__WHAT TO WORK ON__
1. Answer these from the article on cartoon condoms:
(a) In how many languages were the 20 short videos launched?
(b) What names do the three animated condoms go by?
(c) What age range of young people does Kharas most want to reach?
2. Output the part of the article on cartoon condoms from "The cartoons, called" down to "elsewhere in Africa.", copied word for word.

__GIVEN TEXT__
- - -
Canadian promotes cartoon condoms against AIDS

Using humor to promote safe sex, a Canadian television producer on Tuesday launched 20 short videos of animated condoms in 41 languages to help fight HIV/AIDS around the world.

The cartoons, called “The Three Amigos,” are a hit in South Africa, where they have run for nearly a year. Now they are available in more than 40 languages in an effort to get them aired in Asia, Latin America and Eastern Europe as well as elsewhere in Africa.

“Animation creates a kind of sense of disbelief (so) it is much easier to get them accepted on national television,” producer Firdaus Kharas told a news conference at the United Nations.

The Amigos’ - animated condoms called Dick, Shaft and Stretch - go on a series of adventures that include space travel, with the punch line, “No condom, no blastoff.” On an African safari, they warn: “It’s a jungle out there - carry protection.”

There is only one segment that promotes a female contraceptive to avoid AIDS or HIV, which infected more than 5 million people last year alone, most of them in Africa.

Kharas, who works with Brent Quinn, a South African screenwriter, said more than 320 people and groups raised money for the project, with some of the video production done in India.

Industrialized countries are low on the distribution list because they are not high-risk AIDS nations, but the cartoons have been shown in Canada and the Netherlands.

In different countries Kharas said he was not worried about “which approach is best so let’s try every approach.”

“If you don’t have sex, you won’t get HIV. But if you have sex, use a condom,” he said.

He is particularly keen to reach young people of between 15 and 25 in Latin America, Eastern Europe or Russia, China and India, which are on the cusp of an epidemic.

Each DVD includes a message from South African Archbishop Desmond Tutu who said: “Young people do not respond well on being told what to do even when such instruction is in their own self interest. Animated characters are a non-threatening, non-authoritarian vehicle for communication.”
- - -
(Data records)
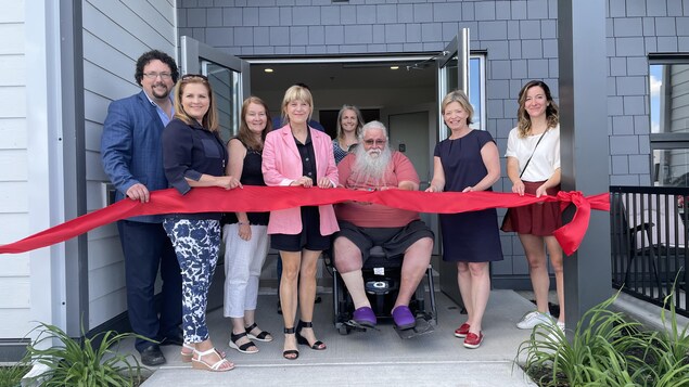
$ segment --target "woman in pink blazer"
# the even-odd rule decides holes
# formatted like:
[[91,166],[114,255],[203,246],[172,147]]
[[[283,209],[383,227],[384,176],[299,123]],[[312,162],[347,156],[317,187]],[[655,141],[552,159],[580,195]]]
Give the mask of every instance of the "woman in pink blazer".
- - -
__ANSWERS__
1.
(a) 41
(b) Dick, Shaft and Stretch
(c) Between 15 and 25

2.
The cartoons, called “The Three Amigos,” are a hit in South Africa, where they have run for nearly a year. Now they are available in more than 40 languages in an effort to get them aired in Asia, Latin America and Eastern Europe as well as elsewhere in Africa.